* DATA TO PROCESS *
##########
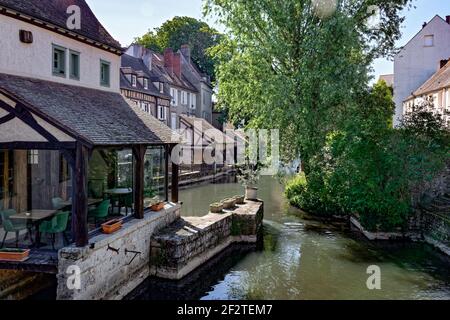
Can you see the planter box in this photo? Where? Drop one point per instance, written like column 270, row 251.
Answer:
column 157, row 207
column 14, row 254
column 111, row 226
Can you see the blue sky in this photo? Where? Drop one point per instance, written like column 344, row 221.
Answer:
column 126, row 20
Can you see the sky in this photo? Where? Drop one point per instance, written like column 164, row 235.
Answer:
column 126, row 20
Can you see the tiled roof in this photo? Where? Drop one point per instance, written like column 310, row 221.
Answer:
column 438, row 81
column 208, row 129
column 98, row 117
column 136, row 65
column 160, row 73
column 55, row 12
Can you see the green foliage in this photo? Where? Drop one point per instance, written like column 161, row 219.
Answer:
column 185, row 30
column 370, row 169
column 287, row 66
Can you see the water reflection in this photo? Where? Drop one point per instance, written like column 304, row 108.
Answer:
column 301, row 258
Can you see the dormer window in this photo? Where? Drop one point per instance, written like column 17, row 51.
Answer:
column 59, row 61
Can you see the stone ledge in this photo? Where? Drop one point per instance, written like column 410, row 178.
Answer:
column 190, row 242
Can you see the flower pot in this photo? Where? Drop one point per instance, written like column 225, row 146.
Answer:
column 216, row 208
column 239, row 199
column 228, row 204
column 251, row 193
column 111, row 226
column 19, row 255
column 157, row 207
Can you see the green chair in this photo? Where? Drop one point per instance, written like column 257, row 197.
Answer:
column 101, row 212
column 58, row 224
column 12, row 226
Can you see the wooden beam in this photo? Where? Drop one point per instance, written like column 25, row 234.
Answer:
column 175, row 180
column 7, row 118
column 167, row 150
column 80, row 196
column 139, row 155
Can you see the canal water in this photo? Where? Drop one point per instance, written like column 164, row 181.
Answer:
column 302, row 258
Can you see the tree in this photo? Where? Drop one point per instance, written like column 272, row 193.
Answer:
column 299, row 65
column 185, row 30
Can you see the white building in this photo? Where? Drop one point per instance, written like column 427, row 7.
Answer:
column 419, row 60
column 435, row 93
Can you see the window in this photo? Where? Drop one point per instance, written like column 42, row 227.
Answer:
column 193, row 101
column 33, row 157
column 174, row 95
column 74, row 63
column 59, row 61
column 146, row 108
column 105, row 76
column 429, row 41
column 183, row 97
column 162, row 113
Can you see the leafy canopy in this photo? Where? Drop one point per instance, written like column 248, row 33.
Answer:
column 185, row 30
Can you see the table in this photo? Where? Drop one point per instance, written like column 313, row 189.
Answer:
column 119, row 192
column 91, row 202
column 36, row 217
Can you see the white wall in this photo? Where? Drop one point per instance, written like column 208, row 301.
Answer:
column 415, row 63
column 35, row 60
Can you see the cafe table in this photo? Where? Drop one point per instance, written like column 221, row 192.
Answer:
column 36, row 217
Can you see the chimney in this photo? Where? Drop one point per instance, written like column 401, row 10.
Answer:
column 168, row 59
column 186, row 51
column 177, row 64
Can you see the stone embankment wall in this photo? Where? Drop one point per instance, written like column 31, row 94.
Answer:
column 113, row 265
column 190, row 242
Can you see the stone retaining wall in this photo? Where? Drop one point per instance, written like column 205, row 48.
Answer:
column 190, row 242
column 108, row 270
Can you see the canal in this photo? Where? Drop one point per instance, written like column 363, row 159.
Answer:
column 302, row 258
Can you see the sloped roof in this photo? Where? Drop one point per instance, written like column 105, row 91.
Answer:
column 97, row 117
column 137, row 64
column 208, row 129
column 438, row 81
column 160, row 73
column 55, row 12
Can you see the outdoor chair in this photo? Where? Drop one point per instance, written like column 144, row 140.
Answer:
column 101, row 212
column 12, row 226
column 57, row 203
column 58, row 224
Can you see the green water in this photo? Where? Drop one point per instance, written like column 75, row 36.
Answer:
column 307, row 259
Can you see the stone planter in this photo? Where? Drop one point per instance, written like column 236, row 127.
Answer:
column 251, row 193
column 239, row 199
column 216, row 208
column 111, row 226
column 228, row 204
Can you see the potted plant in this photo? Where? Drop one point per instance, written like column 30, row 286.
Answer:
column 111, row 226
column 229, row 203
column 156, row 204
column 216, row 207
column 248, row 175
column 239, row 199
column 20, row 255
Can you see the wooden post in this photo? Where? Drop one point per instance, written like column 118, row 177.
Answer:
column 80, row 196
column 167, row 151
column 175, row 175
column 139, row 155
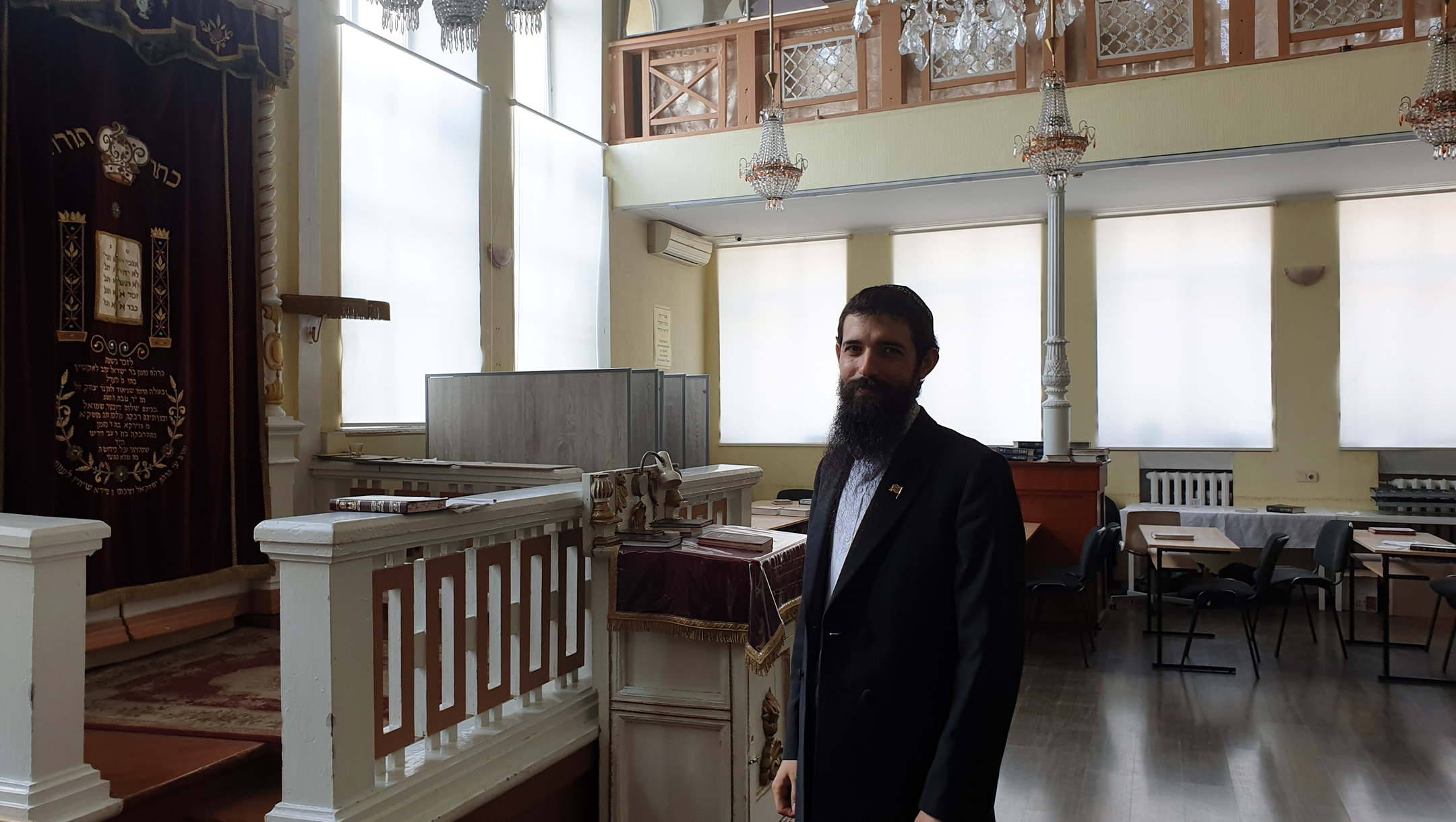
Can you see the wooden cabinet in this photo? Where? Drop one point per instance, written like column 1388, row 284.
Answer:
column 1066, row 498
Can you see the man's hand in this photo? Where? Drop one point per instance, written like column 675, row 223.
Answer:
column 787, row 786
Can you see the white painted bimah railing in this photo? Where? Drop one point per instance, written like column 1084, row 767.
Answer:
column 431, row 661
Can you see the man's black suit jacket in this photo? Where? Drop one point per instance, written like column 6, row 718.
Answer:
column 905, row 680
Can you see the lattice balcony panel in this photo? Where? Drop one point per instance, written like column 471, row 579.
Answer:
column 820, row 69
column 1142, row 28
column 1320, row 15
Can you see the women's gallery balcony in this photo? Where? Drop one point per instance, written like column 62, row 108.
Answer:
column 712, row 77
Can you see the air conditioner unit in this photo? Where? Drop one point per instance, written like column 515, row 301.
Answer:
column 673, row 243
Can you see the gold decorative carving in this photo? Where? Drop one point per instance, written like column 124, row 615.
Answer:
column 619, row 492
column 602, row 513
column 160, row 288
column 73, row 265
column 266, row 159
column 772, row 755
column 102, row 472
column 121, row 154
column 119, row 280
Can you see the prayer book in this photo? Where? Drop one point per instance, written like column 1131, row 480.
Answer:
column 737, row 537
column 389, row 504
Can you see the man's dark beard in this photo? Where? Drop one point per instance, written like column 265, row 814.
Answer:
column 868, row 428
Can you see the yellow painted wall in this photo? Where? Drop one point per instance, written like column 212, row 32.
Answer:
column 641, row 281
column 1306, row 377
column 1270, row 104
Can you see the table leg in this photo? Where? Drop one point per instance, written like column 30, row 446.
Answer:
column 1385, row 611
column 1384, row 590
column 1148, row 614
column 1350, row 600
column 1155, row 586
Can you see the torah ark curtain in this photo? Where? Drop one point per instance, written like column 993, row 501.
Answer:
column 131, row 334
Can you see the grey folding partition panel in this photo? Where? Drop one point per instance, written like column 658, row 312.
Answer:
column 595, row 419
column 685, row 418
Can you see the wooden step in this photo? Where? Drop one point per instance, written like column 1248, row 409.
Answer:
column 248, row 804
column 160, row 778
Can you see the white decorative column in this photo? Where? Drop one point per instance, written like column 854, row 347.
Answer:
column 42, row 671
column 1056, row 373
column 1053, row 148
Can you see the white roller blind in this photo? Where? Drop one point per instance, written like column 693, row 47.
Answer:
column 985, row 288
column 410, row 193
column 1397, row 302
column 1184, row 331
column 778, row 309
column 559, row 212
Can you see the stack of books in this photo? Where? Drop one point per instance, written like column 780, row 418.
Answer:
column 781, row 508
column 659, row 540
column 1015, row 454
column 681, row 527
column 737, row 537
column 388, row 504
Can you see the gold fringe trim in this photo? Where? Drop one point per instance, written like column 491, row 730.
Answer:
column 174, row 587
column 762, row 662
column 681, row 627
column 791, row 610
column 702, row 631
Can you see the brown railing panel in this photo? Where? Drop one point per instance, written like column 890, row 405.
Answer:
column 493, row 626
column 535, row 631
column 571, row 613
column 1112, row 41
column 394, row 658
column 444, row 592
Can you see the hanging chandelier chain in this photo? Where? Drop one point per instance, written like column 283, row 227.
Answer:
column 460, row 21
column 1433, row 115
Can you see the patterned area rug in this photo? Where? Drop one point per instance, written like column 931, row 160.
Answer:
column 226, row 686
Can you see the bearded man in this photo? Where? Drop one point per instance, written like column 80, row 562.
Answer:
column 909, row 646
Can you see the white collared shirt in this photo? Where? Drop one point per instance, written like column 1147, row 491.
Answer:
column 853, row 501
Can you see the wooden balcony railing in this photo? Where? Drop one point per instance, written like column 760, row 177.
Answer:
column 711, row 77
column 427, row 656
column 430, row 660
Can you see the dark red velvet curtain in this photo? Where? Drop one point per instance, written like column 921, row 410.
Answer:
column 130, row 287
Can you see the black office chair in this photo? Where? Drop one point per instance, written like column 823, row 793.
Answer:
column 1112, row 515
column 1070, row 581
column 1331, row 555
column 1445, row 590
column 1215, row 591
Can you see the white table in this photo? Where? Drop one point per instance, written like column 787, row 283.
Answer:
column 1248, row 528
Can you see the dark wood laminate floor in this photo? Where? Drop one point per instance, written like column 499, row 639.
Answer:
column 1316, row 740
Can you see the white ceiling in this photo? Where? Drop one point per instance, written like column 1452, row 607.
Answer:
column 1388, row 163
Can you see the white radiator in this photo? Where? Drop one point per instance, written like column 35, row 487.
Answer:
column 1190, row 488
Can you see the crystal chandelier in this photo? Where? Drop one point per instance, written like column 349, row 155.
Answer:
column 401, row 15
column 459, row 24
column 460, row 20
column 1433, row 115
column 965, row 26
column 772, row 172
column 1053, row 148
column 524, row 16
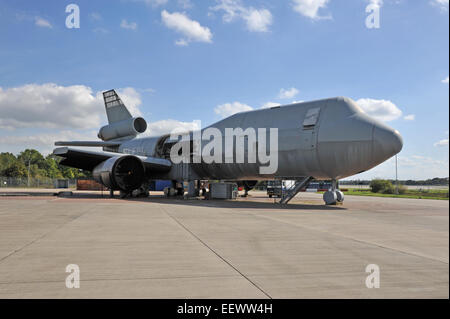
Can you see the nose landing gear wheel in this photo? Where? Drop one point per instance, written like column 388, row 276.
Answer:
column 333, row 197
column 330, row 198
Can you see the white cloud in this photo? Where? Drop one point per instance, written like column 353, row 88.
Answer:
column 270, row 104
column 257, row 20
column 185, row 4
column 310, row 8
column 378, row 3
column 53, row 106
column 288, row 93
column 153, row 3
column 190, row 29
column 181, row 42
column 382, row 110
column 441, row 143
column 128, row 25
column 101, row 30
column 229, row 109
column 167, row 126
column 41, row 22
column 442, row 4
column 409, row 167
column 95, row 16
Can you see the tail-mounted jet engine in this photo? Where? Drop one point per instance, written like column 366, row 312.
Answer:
column 125, row 173
column 128, row 128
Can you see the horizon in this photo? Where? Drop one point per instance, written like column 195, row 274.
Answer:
column 175, row 62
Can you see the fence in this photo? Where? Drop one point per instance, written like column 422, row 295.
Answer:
column 23, row 182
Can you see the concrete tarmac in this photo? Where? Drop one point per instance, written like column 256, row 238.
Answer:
column 248, row 248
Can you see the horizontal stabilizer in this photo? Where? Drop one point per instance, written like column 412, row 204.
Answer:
column 88, row 143
column 88, row 160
##########
* TASK REQUIREMENTS *
Filter the records above, keeping each line that contains the word "black".

* ANSWER SECTION *
Can you see the man's black suit jacket in this photo? Where? Drop one point per instance, written like column 6, row 718.
Can you see the black office chair in this photo? Where? Drop one point per instance, written like column 823, row 793.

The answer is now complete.